:: Source records

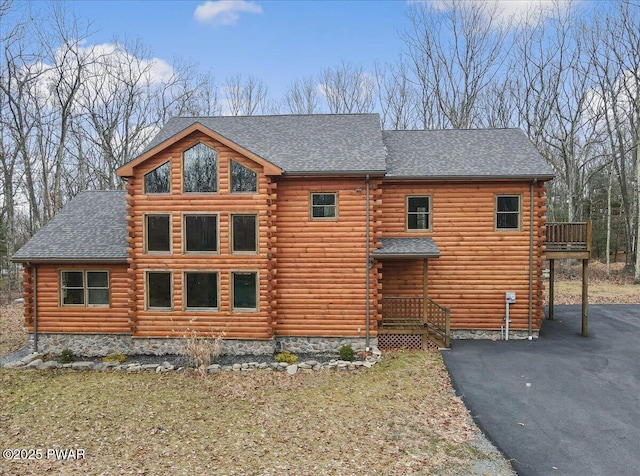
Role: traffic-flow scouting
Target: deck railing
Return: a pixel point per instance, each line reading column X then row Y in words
column 406, row 314
column 568, row 236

::::

Task instructions: Retype the entries exactly, skipping every picture.

Exercise response:
Role: traffic-flow scouting
Target: deck railing
Return: a pixel point per instance, each line reading column X then row Y in words
column 406, row 314
column 568, row 236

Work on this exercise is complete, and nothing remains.